--- DATA PROVIDED ---

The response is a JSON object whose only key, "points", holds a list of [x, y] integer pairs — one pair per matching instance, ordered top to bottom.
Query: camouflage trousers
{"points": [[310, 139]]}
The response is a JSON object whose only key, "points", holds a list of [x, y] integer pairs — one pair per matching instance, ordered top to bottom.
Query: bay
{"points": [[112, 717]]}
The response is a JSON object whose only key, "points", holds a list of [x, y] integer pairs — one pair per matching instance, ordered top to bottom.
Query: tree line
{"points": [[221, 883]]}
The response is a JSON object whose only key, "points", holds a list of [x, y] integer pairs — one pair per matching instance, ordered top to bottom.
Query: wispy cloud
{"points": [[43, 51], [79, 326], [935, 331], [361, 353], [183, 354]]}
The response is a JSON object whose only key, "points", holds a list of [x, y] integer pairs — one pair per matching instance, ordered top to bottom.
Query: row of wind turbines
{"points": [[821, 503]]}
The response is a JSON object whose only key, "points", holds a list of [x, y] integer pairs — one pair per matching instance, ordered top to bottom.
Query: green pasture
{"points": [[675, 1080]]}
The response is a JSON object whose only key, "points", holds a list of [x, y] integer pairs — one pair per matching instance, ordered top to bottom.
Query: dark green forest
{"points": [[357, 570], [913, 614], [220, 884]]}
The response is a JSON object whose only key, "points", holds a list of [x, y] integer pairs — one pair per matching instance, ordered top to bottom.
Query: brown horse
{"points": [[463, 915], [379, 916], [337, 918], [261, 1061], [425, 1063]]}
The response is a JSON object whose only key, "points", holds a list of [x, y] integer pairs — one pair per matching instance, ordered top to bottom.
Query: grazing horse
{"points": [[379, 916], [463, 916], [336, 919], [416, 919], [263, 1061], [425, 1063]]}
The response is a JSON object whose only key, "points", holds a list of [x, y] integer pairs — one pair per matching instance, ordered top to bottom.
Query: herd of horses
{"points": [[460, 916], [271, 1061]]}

---

■ GIVEN PROBLEM ■
Copy the records above exactly.

■ SOLUTION FOR THIS EXERCISE ■
The response is a JSON object whose only key, "points", holds a list of [x, y] integer pairs — one pair per matching instance, ordered top to bottom.
Query: camouflage trousers
{"points": [[310, 139]]}
The response is a JSON object whose only key, "points", holds a list of [x, y] integer pairs — one pair per matching instance, ordered top to bottom.
Query: bay
{"points": [[112, 717]]}
The response is a JSON object whose only key, "points", holds a list of [x, y] integer pairs — one pair per matching instance, ordered top to bottom.
Query: tree line
{"points": [[221, 883]]}
The response is a JSON object whose only key, "points", holds a list of [x, y] integer pairs — one pair per matching instance, ordered top to bottom.
Query: wispy cloud
{"points": [[43, 51], [79, 326], [935, 331], [361, 353], [183, 354]]}
The response is a JSON object whose only key, "points", holds a list of [x, y] integer pairs — one pair per matching instance, ordered top to bottom.
Query: row of wind turbines
{"points": [[821, 503]]}
The response is a JSON object whose only key, "points", holds a list of [x, y] integer pairs — one pair per matching instance, ordered top to bottom.
Query: green pasture
{"points": [[675, 1080]]}
The response is a JSON object whose only key, "points", holds a list of [x, y] integer pairs — one pair per matching instance, ordered top to bottom.
Query: dark green forest
{"points": [[357, 570], [913, 614], [220, 884]]}
The response is a JSON object whose only key, "points", holds a list of [x, y] integer pairs — one pair per matching instance, ordered top to bottom.
Query: brown horse
{"points": [[463, 915], [379, 916], [337, 918], [261, 1061], [425, 1063]]}
The response is a JSON object whose only key, "points", holds a list of [x, y] integer pairs — one pair per matching instance, ordered top to bottom.
Query: grazing horse
{"points": [[379, 916], [463, 916], [336, 919], [416, 919], [263, 1061], [425, 1063]]}
The response is a JSON object whose only key, "points", holds a list of [x, y] integer pairs — one pair per matching instance, ordered top to bottom.
Query: herd of horses
{"points": [[460, 916], [271, 1061]]}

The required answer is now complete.